(Extracted data entries)
↓

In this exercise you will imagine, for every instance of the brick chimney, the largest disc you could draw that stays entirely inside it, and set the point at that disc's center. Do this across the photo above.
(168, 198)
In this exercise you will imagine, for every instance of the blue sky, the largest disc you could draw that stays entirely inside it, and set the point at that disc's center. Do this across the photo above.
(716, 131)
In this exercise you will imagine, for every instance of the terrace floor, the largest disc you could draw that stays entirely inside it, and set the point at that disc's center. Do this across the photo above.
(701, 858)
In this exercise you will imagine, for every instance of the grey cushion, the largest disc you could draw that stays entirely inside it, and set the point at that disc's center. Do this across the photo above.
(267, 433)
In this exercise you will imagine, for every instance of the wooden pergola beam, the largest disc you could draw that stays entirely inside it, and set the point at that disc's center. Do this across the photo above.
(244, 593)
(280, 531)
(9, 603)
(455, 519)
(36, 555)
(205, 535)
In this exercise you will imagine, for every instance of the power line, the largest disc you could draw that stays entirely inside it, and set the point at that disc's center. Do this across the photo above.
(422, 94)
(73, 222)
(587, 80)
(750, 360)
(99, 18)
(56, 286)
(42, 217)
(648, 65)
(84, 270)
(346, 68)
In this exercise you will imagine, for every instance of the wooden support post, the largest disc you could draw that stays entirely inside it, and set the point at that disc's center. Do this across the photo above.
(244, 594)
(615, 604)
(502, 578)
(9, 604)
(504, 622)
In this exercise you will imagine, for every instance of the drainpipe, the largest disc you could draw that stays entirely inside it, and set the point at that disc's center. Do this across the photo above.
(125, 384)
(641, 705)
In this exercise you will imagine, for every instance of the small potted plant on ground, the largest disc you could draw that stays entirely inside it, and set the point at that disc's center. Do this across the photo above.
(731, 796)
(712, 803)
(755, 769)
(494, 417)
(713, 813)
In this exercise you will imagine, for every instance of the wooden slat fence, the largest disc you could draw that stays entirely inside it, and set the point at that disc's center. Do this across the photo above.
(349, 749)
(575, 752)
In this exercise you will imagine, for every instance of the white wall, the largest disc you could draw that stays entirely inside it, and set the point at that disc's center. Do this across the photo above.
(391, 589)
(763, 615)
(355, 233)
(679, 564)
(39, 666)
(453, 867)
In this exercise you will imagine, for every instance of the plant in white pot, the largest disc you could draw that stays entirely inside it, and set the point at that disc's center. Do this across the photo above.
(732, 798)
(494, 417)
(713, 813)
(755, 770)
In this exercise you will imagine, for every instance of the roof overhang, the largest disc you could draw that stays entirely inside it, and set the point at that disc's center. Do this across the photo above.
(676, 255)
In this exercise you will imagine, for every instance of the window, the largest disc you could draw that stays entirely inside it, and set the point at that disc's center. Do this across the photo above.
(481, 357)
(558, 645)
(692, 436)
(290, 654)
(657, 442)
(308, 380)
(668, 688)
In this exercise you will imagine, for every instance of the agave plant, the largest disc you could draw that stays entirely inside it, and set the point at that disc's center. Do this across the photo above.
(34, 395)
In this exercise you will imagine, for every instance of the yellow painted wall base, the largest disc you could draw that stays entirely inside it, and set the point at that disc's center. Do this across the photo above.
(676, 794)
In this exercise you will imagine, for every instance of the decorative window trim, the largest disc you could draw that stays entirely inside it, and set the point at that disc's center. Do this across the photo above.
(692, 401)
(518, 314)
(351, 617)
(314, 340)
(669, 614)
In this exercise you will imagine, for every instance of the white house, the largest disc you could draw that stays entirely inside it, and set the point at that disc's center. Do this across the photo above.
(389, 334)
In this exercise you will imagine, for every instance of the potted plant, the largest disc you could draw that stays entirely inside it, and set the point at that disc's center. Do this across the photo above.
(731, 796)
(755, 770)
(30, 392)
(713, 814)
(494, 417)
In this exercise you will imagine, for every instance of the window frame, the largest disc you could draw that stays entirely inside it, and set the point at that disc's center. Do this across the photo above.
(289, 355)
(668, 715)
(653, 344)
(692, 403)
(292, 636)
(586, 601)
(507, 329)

↑
↓

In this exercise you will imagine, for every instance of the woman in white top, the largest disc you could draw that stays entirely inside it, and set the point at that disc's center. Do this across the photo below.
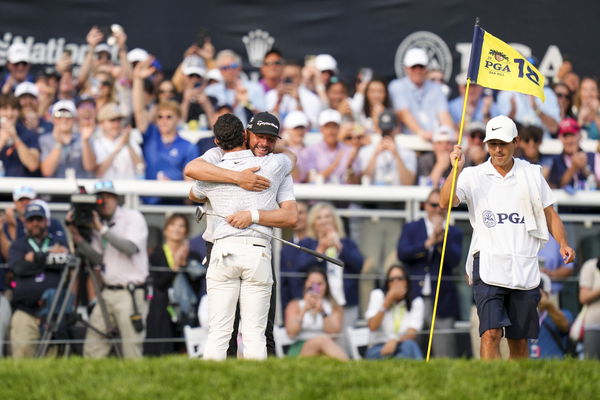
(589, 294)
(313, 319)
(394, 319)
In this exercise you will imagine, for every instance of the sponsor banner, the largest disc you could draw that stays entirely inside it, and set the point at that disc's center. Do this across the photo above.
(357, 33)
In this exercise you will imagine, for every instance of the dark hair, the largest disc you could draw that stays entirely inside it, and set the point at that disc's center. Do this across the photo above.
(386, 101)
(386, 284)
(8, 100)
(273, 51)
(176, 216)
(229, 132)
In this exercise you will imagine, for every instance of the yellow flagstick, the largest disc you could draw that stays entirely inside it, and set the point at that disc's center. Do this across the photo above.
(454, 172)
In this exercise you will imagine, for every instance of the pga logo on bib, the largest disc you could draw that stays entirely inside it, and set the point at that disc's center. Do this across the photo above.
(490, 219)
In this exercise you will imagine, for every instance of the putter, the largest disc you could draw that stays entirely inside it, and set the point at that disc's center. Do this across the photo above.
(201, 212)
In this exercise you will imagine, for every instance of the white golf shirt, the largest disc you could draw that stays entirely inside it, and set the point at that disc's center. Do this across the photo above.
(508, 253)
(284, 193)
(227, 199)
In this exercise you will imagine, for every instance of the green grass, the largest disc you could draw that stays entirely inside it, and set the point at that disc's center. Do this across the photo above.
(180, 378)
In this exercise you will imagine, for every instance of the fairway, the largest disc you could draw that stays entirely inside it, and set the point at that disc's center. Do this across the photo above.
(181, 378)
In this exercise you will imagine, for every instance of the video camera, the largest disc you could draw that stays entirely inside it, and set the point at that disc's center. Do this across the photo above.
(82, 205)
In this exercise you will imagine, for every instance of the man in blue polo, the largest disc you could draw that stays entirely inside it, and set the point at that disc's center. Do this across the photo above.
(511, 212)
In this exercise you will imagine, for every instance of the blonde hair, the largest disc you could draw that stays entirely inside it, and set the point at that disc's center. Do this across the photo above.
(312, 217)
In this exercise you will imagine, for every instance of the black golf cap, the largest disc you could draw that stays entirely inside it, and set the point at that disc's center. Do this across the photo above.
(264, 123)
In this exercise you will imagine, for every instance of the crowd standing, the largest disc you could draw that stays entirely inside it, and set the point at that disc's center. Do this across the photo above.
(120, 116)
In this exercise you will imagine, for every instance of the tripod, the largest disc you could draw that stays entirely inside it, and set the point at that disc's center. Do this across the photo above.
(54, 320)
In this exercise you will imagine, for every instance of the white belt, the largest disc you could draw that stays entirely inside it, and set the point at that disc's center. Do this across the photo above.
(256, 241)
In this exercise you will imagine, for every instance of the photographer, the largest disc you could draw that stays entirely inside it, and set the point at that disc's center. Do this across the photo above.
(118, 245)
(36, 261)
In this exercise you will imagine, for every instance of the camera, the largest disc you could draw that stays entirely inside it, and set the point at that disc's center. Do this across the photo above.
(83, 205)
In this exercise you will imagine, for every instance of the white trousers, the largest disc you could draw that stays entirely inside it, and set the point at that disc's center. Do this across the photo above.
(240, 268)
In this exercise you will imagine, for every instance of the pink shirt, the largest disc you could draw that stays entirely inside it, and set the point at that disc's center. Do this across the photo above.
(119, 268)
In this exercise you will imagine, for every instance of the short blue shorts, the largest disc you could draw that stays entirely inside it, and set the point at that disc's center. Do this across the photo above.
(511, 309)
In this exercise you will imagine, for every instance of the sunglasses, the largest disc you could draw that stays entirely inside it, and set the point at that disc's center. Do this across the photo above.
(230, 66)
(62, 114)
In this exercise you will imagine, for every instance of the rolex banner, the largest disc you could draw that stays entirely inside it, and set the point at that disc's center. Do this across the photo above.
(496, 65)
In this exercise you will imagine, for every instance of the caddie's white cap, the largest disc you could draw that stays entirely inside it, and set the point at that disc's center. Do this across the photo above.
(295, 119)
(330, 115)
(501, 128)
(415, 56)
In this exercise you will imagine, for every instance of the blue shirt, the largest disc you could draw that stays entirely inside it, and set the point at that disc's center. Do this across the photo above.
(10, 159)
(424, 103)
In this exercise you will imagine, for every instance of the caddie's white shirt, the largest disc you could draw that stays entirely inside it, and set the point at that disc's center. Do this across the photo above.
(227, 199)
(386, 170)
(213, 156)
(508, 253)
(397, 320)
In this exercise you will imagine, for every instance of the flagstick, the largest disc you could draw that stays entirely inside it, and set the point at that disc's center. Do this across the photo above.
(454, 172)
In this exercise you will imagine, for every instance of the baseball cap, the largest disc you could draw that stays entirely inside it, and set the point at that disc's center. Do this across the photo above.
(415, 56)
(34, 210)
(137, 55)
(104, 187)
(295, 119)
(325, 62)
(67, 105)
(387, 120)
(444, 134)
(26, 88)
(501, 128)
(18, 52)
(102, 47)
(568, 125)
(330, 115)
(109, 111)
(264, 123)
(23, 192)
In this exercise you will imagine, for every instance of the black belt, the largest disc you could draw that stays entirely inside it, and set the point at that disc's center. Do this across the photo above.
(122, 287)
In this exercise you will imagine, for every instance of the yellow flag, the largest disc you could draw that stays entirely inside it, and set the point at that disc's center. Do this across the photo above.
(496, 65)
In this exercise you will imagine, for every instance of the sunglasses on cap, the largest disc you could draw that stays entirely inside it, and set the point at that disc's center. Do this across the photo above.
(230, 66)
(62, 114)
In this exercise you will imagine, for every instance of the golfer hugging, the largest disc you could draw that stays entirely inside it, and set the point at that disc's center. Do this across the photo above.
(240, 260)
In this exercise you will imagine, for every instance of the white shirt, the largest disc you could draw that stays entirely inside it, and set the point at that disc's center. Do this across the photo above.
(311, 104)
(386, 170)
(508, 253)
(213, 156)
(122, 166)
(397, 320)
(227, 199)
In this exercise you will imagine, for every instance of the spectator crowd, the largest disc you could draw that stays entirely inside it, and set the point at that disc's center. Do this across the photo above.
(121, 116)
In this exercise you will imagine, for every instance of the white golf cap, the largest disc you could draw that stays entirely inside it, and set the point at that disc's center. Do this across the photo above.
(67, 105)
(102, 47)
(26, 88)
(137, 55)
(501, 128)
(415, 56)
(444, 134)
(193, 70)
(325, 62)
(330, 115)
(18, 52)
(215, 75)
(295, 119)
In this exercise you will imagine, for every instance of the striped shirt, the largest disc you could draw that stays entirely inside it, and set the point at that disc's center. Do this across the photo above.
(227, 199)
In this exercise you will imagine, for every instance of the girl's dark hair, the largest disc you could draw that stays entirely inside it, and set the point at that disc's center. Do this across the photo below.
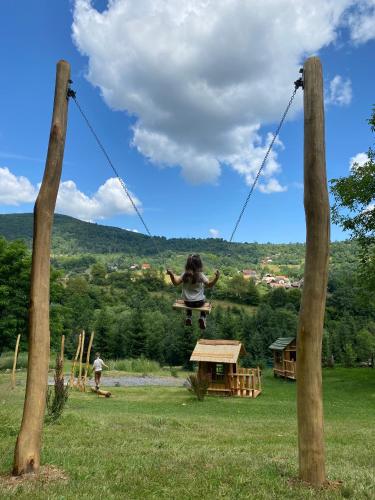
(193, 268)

↑
↓

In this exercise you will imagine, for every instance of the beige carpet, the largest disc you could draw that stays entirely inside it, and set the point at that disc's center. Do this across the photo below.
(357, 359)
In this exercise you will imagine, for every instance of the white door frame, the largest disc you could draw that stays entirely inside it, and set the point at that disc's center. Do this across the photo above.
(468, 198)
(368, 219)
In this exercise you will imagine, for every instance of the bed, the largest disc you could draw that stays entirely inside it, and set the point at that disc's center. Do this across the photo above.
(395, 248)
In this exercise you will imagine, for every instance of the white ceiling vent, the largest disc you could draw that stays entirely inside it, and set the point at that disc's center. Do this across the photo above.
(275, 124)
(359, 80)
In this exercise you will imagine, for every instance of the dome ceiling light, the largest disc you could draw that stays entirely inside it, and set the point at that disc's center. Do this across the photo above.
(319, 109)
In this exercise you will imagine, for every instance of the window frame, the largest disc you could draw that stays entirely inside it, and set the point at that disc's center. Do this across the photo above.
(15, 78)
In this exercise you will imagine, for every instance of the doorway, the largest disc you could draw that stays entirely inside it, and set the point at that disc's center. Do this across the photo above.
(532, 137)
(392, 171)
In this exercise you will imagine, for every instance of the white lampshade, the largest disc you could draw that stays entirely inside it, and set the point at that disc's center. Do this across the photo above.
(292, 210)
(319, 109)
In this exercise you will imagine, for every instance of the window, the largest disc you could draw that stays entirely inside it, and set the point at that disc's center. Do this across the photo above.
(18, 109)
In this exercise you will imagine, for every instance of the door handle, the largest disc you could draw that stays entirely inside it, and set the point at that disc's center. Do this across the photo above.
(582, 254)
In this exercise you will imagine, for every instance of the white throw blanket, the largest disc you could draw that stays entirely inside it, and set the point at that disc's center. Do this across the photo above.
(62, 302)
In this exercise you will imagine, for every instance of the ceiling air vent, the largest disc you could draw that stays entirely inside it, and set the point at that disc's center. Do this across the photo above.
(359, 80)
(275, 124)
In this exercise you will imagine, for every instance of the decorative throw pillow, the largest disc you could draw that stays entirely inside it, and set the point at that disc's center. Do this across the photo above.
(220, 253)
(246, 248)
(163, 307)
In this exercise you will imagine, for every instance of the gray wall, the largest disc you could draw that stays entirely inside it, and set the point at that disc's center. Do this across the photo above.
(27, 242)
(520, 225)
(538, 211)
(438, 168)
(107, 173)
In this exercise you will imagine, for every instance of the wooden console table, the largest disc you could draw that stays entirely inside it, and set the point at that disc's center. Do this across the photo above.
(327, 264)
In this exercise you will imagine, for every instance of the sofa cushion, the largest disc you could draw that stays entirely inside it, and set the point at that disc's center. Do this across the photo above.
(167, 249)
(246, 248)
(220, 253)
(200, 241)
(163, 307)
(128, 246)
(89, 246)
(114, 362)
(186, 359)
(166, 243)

↑

SHORT EXERCISE =
Please extract every line of the records above that contains the word "wall" and copy each one in full.

TASK SOLUTION =
In this exercise you will imagine, for every instance of the white wall, the largest disc you could draw that stays entirely inside it, and set the point at that disc's center. Do this across the photo above.
In this exercise you will imagine, for every instance of the yellow painted wall base, the largest disc you could draw that stays entirely inside it, and set the point at that disc's center. Do this across the photo above.
In this exercise you will imagine, for every instance of the gray wall, the largest disc you could draw that stays entirely inside it, and set the point at that disc's center. Do this across the photo above.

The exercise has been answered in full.